START STORED DATA
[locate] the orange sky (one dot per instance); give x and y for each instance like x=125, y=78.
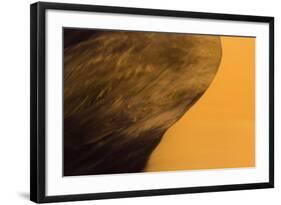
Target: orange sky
x=219, y=130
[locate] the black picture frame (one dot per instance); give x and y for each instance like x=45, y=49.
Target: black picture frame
x=38, y=103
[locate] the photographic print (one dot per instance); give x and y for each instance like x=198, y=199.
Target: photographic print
x=131, y=102
x=151, y=101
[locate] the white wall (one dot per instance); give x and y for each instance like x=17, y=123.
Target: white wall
x=14, y=101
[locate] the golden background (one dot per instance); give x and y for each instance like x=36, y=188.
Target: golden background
x=219, y=130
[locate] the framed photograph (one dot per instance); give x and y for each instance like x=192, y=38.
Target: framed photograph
x=129, y=102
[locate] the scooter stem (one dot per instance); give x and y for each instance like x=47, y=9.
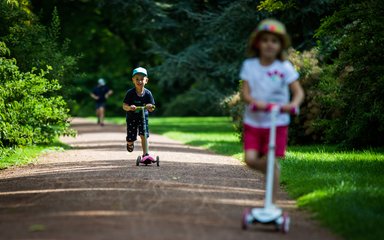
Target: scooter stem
x=271, y=158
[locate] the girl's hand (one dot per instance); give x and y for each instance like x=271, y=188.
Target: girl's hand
x=150, y=107
x=289, y=107
x=258, y=105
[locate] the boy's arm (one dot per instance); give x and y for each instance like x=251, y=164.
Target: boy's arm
x=297, y=96
x=127, y=107
x=151, y=104
x=248, y=99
END STORED DATA
_TASK INSTRUCTIONS_. Repeat all of the entries above word for word and omit the pictures.

_RESPONSE TO THE EXERCISE_.
[locate] the orange sky (one dot per instance); give x and y for each instance like x=125, y=78.
Target: orange sky
x=219, y=130
[locate] the black picture frame (one dot per instance); give x and y for each instance like x=45, y=49.
Target: black picture frame
x=38, y=103
[locate] the photographic print (one dot per instance); give x and y for each instance like x=198, y=199.
Target: photographic print
x=131, y=102
x=151, y=101
[locate] the white wall (one dot per instance); give x and y for each instance like x=17, y=123.
Target: white wall
x=14, y=101
[locate] the golden background (one dot per instance); give x and y for each instance like x=36, y=188.
Target: golden background
x=219, y=130
[locate] the framed photograph (one dot per instance); give x and y for each instance like x=192, y=38.
Target: framed photograph
x=129, y=102
[locate] the scooter stem (one dot per instance); give x and y for each instance like x=47, y=9.
Target: scooter stem
x=271, y=158
[locate] the girl's hand (one dot per instance); give x and y for each instance like x=271, y=188.
Target: girl's hand
x=150, y=107
x=289, y=107
x=258, y=105
[locate] the boy's arm (one dot per instance); give x and y for each instance like x=251, y=164.
Target: boy's arm
x=297, y=96
x=127, y=107
x=151, y=104
x=248, y=99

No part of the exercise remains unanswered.